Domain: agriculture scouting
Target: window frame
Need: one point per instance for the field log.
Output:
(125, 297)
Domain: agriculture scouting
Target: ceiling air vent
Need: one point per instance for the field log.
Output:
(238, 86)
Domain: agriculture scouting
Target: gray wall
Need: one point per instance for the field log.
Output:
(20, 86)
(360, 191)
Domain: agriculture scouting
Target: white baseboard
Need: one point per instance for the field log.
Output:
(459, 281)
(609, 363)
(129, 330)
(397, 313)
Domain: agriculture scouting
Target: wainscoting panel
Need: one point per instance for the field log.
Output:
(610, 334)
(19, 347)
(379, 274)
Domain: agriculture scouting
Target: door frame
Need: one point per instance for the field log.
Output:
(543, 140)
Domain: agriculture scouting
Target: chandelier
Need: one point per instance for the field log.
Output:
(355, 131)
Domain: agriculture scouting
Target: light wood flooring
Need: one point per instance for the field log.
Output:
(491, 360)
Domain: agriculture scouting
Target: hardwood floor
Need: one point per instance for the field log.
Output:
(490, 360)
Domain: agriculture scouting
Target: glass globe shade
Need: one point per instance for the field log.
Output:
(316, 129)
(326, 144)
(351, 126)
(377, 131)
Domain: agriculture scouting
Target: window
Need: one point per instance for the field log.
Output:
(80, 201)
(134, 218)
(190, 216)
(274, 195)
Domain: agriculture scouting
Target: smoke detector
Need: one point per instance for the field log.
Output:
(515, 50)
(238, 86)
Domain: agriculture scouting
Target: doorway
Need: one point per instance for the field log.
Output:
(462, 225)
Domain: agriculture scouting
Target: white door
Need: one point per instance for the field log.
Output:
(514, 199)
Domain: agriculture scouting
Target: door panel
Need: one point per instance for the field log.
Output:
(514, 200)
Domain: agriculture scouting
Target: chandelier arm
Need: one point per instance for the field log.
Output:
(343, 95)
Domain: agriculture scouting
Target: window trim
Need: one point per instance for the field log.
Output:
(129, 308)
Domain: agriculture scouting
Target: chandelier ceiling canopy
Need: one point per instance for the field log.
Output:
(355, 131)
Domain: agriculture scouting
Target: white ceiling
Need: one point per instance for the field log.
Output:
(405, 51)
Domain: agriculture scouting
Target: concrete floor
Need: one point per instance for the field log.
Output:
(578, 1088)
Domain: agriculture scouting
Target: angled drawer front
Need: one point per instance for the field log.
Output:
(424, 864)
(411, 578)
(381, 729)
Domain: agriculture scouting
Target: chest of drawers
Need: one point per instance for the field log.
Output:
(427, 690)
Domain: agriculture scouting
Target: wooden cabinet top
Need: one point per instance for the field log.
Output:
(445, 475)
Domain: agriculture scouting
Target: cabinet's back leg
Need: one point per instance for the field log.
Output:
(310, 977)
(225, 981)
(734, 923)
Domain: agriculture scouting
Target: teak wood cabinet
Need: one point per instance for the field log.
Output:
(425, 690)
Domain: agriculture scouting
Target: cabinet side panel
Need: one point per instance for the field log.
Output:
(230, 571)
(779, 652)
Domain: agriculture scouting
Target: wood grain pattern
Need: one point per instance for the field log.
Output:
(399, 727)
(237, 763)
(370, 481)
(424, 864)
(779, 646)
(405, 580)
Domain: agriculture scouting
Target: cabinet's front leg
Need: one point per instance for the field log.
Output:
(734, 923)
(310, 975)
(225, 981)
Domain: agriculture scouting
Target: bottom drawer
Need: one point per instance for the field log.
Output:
------------------------------------
▶ [YOUR TASK]: Your task is to reproduce all of the records exactly.

▶ [EXERCISE RESULT]:
Domain: agriculture scouting
Target: window frame
Need: one point per instance for the field log.
Output:
(125, 297)
Domain: agriculture scouting
Target: ceiling air vent
Need: one point per instance for the field log.
Output:
(238, 86)
Domain: agriculture scouting
Target: gray wall
Need: one point per instance for the field log.
Output:
(20, 86)
(360, 191)
Domain: agriculture scouting
Target: white baseboard
Need: one point per instance for the field log.
Output:
(459, 281)
(609, 363)
(129, 330)
(397, 313)
Domain: agriculture scouting
Target: wainscoting panel
Need: one point per instance for the field log.
Output:
(610, 334)
(19, 347)
(379, 274)
Domain: agriculture scouting
Target: door frame
Need: one point per instance for the field log.
Output:
(543, 140)
Domain: agriculture scouting
Target: chandelier
Need: one point per instance for the field log.
Output:
(355, 131)
Domain: agriculture scouting
Target: light wood flooring
Need: one point per instance for the field log.
Output:
(491, 360)
Domain: agriculture scouting
Target: hardwood floor
Need: one point per instance for the field log.
Output:
(490, 360)
Domain: agriculture scouting
Target: glass globe shade
Need: one point per instance for the field log.
Output:
(316, 129)
(326, 144)
(351, 126)
(377, 131)
Domain: agriculture scouting
Target: window
Need: one point per instance for the field log.
Output:
(80, 201)
(134, 218)
(190, 216)
(274, 195)
Domain: agriculture scouting
Target: smoke detector
Need: one point per instance for the field log.
Output:
(515, 50)
(238, 86)
Domain: agriculture scouting
Target: doorway
Need: one point per instance for the field log.
Output:
(462, 225)
Domain: agriculture scouting
Target: white door
Need: one point per instance for the field log.
Output:
(514, 199)
Domain: agriculture scouting
Target: door panel
Need: one point per instance for the field log.
Output:
(514, 200)
Domain: agriculture scouting
Target: chandelier arm
Need: one point per instance for the field log.
Output:
(343, 95)
Domain: agriculture scouting
Target: window trim
Need: one point per instance for the field log.
Output:
(129, 308)
Domain: agriculture scouting
Target: chandelier ceiling canopy
Need: one point per instance for the field log.
Output:
(355, 131)
Domain: agriculture scouting
Target: white ceiling
Need: one point per instance for the field log.
Output:
(405, 51)
Domain: agriculture scouting
Target: concrete floor
Need: one point per instance for the field log.
Output:
(578, 1088)
Domain: agriculture scouting
Target: angled drawer front
Need: one point per instance for the field log.
Output:
(424, 864)
(411, 578)
(381, 729)
Domain: agriculture scouting
Target: chest of drawers
Need: one point per instance for the field log.
Output:
(427, 690)
Domain: agriculture scouting
Target: wooden cabinet top
Need: one point per instance for the field log.
Output:
(445, 475)
Domain: agriculture scouting
Target: cabinet's back leg
Need: one point per instance for the field log.
Output:
(310, 977)
(225, 981)
(734, 923)
Domain: agriculture scouting
Target: teak wood cabinet
Need: one point per instance for the field log.
Output:
(425, 690)
Domain: agriculture scouting
Target: cabinet side panel
Need: one point per instance for the field log.
Output:
(230, 571)
(779, 652)
Domain: agriculture scouting
Target: wood grain pattern
Need: one point per instance for the field log.
Output:
(399, 727)
(237, 763)
(370, 481)
(424, 864)
(779, 646)
(405, 580)
Domain: agriculture scouting
Target: cabinet's front leg
Need: one point per instance for the field log.
Output:
(734, 923)
(310, 975)
(225, 981)
Domain: agriculture scouting
Target: bottom drawer
Need: one point per instance for the field log.
Output:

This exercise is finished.